EXERCISE GOAL:
Reproduce every line of the listing below verbatim, keeping the original order.

========================================

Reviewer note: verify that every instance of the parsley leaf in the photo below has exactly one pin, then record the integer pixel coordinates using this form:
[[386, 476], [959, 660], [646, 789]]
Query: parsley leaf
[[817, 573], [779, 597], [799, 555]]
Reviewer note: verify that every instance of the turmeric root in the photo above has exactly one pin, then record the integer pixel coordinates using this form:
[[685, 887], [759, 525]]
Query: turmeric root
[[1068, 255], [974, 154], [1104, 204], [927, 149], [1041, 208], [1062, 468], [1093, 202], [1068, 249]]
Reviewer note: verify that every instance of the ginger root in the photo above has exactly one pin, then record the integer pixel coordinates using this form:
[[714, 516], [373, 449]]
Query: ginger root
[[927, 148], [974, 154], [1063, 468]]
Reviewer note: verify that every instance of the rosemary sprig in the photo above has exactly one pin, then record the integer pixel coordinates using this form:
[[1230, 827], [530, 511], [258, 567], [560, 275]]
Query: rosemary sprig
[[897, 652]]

========================================

FULL RESPONSE:
Reviewer note: verify that every instance of the parsley leaf in the photo below has exactly one pin, then record the integer pixel coordinates using this form:
[[386, 476], [959, 660], [646, 789]]
Query: parsley leaf
[[817, 573], [779, 597], [799, 555]]
Reviewer note: verify that every instance of the turmeric root in the photo above has exactly one pin, then record the integer pixel coordinates using this form:
[[685, 887], [759, 525]]
Query: turmeric root
[[1068, 255], [974, 154], [1104, 204], [927, 149], [1041, 208], [1062, 468], [1093, 202], [1068, 249]]
Reviewer note: verify that every instance of the ginger root in the photo above has exactly one pin, then record the integer pixel coordinates using this form:
[[714, 516], [373, 449]]
Query: ginger root
[[927, 148], [974, 154], [1063, 468]]
Reviewer note: verify that every instance of the rosemary sprig in the photo above has exactly one pin, then record the integer pixel coordinates using this form:
[[1230, 827], [530, 511], [258, 567], [560, 275]]
Query: rosemary sprig
[[897, 652]]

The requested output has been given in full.